## Problem statement
Copy out each line of the material that includes the word "handlebar".

## Records shown

__________________________________________________

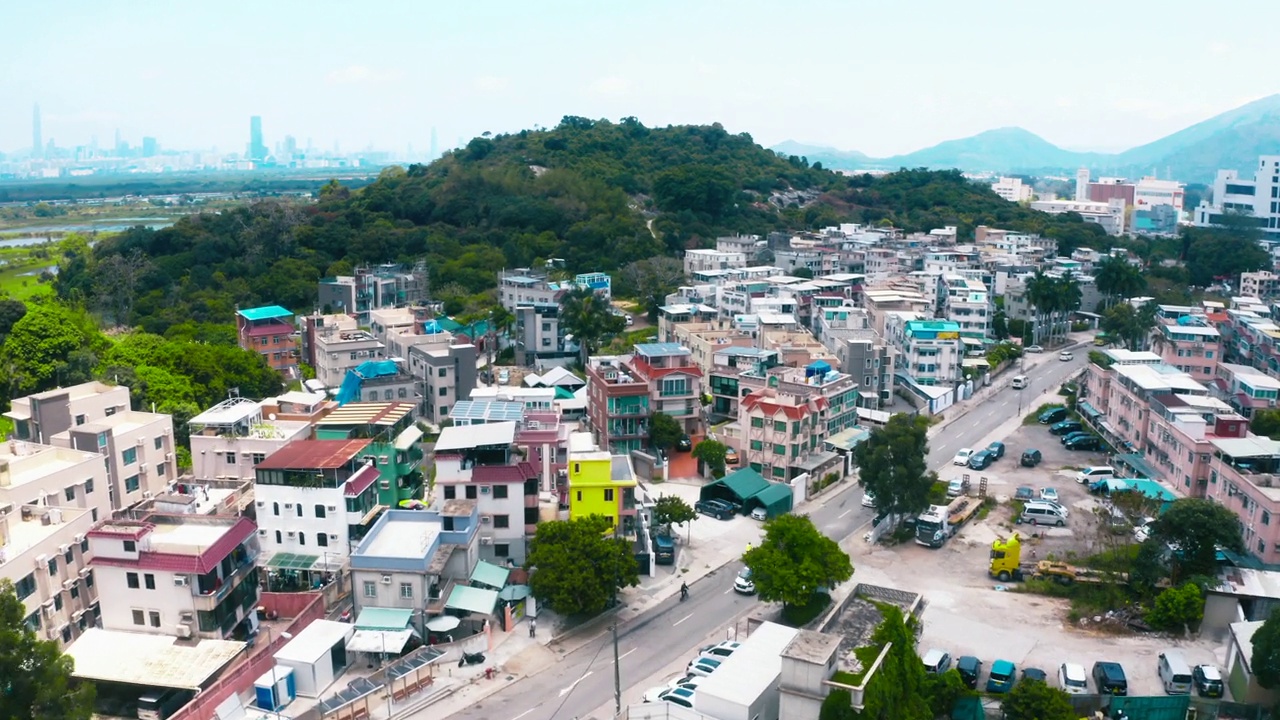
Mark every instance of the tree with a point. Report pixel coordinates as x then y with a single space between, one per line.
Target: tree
590 318
664 431
1178 609
36 679
795 561
1194 528
712 452
1265 660
892 465
1033 700
577 568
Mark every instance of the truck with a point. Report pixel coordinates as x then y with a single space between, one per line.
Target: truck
1006 564
940 522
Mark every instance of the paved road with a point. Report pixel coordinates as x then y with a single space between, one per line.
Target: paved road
583 680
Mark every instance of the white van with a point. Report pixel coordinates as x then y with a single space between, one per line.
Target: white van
1043 514
1174 673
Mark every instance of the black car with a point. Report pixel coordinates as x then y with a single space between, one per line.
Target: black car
717 509
1052 415
1065 427
1109 678
969 669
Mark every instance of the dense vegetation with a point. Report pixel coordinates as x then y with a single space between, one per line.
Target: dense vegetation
595 194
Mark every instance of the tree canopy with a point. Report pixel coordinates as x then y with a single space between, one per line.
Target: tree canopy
577 568
892 465
795 560
36 679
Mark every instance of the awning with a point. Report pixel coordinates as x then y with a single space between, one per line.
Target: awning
379 641
490 574
383 619
472 600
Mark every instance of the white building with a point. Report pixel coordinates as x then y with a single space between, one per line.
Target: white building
177 575
1013 190
231 438
1257 196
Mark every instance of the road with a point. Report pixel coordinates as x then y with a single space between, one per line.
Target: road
583 679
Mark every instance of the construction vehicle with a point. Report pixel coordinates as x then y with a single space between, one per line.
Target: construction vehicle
940 522
1006 565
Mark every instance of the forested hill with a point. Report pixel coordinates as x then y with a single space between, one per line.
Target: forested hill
595 194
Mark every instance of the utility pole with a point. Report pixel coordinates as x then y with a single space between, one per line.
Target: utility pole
617 673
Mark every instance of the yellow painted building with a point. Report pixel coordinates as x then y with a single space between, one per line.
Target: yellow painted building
602 484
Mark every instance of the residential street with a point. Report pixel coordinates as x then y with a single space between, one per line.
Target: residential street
583 680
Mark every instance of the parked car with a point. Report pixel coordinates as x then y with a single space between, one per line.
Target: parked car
1072 679
1052 415
717 509
1208 680
1001 678
1065 427
981 460
969 669
1109 678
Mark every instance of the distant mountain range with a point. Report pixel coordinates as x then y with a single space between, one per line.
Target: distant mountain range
1230 141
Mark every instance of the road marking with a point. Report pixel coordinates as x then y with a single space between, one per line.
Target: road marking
568 689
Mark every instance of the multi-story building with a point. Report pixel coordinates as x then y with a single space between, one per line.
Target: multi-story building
479 463
393 442
231 438
269 331
183 575
1257 197
412 559
603 484
315 500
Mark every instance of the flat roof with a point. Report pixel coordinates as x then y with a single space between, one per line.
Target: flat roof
476 436
141 659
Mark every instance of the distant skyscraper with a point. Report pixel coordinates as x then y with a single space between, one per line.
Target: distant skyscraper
256 147
37 144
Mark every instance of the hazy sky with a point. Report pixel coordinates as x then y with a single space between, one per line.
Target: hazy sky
877 76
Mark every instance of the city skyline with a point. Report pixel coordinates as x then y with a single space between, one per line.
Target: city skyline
892 80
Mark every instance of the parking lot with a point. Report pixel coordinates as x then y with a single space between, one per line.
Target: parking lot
969 614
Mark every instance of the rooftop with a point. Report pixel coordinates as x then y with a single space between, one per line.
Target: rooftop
314 455
142 659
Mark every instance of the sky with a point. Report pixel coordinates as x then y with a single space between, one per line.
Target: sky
882 77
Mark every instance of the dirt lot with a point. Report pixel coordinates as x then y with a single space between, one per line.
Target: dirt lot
969 614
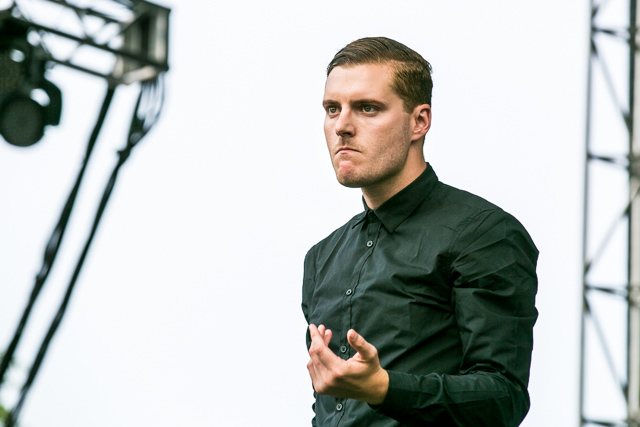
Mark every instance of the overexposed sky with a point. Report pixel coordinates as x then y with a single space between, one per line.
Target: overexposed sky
188 308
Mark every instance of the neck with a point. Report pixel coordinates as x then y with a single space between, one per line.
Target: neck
374 196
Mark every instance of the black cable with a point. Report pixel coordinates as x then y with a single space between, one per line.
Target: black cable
51 250
145 116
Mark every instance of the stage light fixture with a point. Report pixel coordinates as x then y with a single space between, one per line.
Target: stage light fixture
28 101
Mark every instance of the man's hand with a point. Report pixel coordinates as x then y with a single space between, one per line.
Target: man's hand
360 377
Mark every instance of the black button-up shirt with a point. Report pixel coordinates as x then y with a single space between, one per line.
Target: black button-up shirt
443 284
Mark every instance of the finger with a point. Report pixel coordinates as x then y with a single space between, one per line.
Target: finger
367 351
327 337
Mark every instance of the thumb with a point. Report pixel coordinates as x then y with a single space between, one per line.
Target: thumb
367 351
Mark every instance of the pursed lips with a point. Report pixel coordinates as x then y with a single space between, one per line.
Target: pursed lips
346 150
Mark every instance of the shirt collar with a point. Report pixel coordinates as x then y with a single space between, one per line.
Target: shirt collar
398 208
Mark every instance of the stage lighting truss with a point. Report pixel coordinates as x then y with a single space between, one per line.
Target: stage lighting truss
122 41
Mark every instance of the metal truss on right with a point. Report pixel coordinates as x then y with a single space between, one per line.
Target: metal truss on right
610 353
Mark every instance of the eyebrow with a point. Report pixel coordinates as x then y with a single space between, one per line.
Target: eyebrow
330 102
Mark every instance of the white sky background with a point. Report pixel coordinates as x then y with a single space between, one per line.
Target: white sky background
188 308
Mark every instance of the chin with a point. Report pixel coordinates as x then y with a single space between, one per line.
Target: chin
348 180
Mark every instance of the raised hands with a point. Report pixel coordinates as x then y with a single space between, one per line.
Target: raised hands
360 377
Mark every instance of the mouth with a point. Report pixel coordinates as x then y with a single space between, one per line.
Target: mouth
346 150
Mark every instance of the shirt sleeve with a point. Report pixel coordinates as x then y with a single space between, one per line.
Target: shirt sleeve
494 283
307 290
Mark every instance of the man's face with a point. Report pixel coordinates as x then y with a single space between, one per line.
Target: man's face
368 132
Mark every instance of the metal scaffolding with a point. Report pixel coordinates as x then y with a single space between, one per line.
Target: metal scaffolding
610 353
120 41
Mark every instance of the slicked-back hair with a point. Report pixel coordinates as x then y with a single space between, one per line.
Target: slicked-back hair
411 72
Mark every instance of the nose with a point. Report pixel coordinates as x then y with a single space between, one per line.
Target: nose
344 123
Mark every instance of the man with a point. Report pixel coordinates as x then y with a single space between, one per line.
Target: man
421 308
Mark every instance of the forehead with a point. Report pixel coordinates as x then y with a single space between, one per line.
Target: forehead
360 81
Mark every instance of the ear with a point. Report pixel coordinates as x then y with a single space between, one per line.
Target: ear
421 121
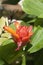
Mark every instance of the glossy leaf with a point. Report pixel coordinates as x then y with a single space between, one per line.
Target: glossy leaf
32 7
37 40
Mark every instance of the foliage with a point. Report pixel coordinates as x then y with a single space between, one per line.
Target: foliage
32 53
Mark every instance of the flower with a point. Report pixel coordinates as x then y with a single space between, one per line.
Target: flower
22 34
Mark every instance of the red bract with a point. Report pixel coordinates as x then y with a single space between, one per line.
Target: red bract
22 34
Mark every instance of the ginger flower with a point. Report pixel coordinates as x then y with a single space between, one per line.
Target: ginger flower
22 34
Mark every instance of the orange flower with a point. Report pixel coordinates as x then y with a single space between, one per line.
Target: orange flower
22 34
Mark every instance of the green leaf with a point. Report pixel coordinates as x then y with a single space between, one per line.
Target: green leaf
37 40
2 40
32 7
2 22
7 51
13 26
1 62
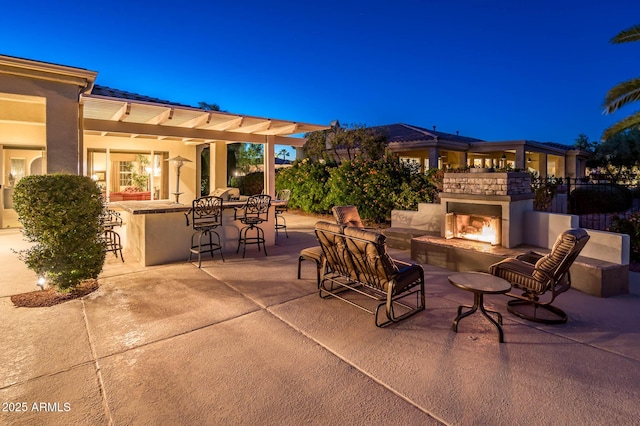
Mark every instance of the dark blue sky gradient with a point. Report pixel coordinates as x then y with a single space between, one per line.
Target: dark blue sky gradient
494 70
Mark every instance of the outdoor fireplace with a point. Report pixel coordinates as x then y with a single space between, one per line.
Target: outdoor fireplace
473 227
486 207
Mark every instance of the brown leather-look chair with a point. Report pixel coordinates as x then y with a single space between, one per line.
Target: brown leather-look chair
541 278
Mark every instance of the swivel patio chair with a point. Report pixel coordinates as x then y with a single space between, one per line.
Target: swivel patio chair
541 278
111 239
254 213
281 222
206 216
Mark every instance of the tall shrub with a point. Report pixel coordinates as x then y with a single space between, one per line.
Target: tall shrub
61 214
376 187
307 181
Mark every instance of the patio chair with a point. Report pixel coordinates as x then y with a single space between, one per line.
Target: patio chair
541 278
206 216
281 222
254 213
347 216
111 239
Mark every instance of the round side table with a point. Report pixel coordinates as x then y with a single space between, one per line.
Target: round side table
480 284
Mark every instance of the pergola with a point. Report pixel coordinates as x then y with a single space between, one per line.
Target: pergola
118 113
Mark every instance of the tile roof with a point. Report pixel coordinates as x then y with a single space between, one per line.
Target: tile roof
122 94
401 132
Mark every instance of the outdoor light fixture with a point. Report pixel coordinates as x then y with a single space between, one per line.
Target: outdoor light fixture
179 162
42 283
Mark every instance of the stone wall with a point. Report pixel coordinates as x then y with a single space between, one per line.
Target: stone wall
513 183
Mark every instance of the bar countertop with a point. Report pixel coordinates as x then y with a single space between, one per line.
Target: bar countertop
165 206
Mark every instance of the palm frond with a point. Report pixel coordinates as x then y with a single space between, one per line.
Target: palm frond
628 35
631 122
622 94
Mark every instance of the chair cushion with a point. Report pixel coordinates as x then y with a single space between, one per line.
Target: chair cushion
518 273
348 216
376 252
312 253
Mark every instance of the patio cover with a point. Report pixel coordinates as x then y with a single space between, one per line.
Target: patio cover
107 112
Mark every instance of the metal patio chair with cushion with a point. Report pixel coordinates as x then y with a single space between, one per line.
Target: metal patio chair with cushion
347 216
541 278
356 261
281 222
206 216
254 213
109 220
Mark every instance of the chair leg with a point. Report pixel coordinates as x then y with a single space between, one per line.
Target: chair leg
210 247
536 312
243 239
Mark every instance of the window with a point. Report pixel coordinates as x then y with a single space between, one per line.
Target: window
125 173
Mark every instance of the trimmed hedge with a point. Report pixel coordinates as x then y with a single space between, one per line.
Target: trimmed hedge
60 213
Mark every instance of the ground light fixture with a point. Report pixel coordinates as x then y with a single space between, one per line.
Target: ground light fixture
179 162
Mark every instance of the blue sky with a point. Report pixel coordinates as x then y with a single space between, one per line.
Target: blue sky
494 70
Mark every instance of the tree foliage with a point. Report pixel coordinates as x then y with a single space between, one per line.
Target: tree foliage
618 155
346 143
375 186
623 93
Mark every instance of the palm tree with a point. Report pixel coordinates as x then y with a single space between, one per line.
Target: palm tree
625 92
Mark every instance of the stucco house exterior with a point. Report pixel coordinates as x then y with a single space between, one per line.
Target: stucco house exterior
54 118
436 149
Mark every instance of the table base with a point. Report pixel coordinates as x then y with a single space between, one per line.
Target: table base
478 302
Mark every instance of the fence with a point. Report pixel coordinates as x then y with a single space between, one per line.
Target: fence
594 201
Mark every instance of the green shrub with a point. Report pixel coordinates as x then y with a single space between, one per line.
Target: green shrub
307 181
249 184
61 215
375 186
628 225
600 199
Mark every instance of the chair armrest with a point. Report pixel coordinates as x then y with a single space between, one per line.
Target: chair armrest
530 257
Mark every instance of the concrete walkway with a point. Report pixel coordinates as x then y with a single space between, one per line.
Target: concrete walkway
245 342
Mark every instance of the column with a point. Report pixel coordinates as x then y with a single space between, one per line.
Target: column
269 167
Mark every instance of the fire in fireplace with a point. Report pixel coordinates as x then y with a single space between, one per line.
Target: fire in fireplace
473 227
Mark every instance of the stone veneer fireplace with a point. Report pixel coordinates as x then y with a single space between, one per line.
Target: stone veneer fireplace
474 203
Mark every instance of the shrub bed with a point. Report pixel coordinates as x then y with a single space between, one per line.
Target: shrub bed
600 199
61 215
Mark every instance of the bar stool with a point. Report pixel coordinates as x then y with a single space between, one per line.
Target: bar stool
206 215
255 211
314 254
111 239
281 222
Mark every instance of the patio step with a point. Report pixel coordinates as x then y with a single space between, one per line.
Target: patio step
400 238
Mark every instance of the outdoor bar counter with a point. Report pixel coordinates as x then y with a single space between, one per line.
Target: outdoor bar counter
157 231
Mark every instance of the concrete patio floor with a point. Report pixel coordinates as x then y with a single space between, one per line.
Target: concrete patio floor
246 342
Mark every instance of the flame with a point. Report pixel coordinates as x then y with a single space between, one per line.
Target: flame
486 235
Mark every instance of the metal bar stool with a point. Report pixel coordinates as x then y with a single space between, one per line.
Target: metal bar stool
206 215
255 212
111 239
281 222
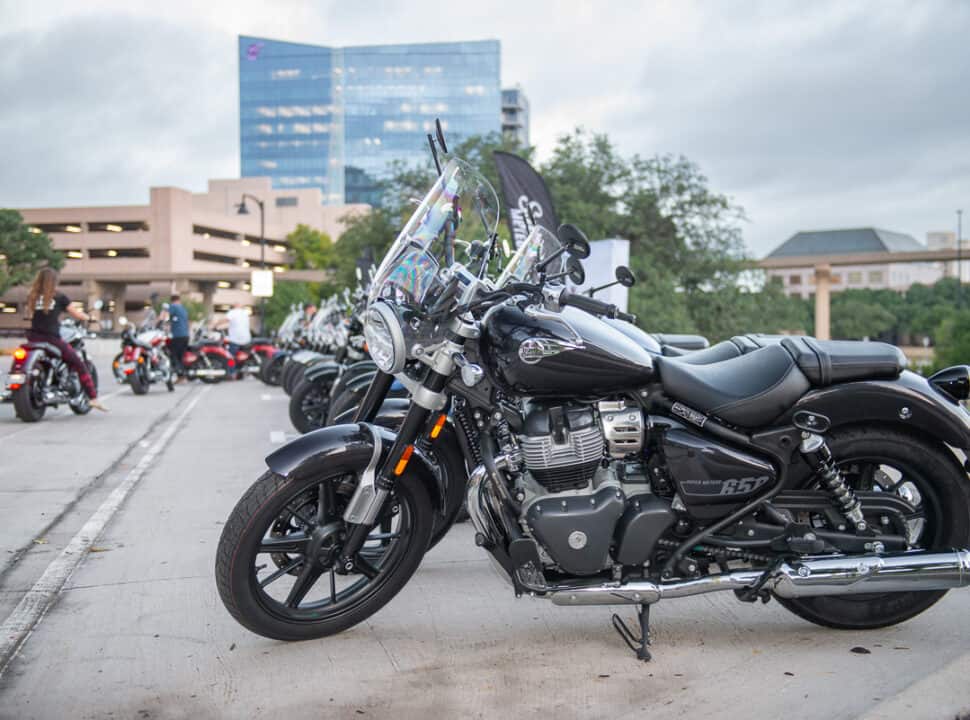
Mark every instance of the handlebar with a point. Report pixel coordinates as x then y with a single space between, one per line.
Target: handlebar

__________________________________________________

## Solution
Mark every instance of the handlebar with a point. Report pixel coordinates as x then y with a single space between, one per line.
Target: handlebar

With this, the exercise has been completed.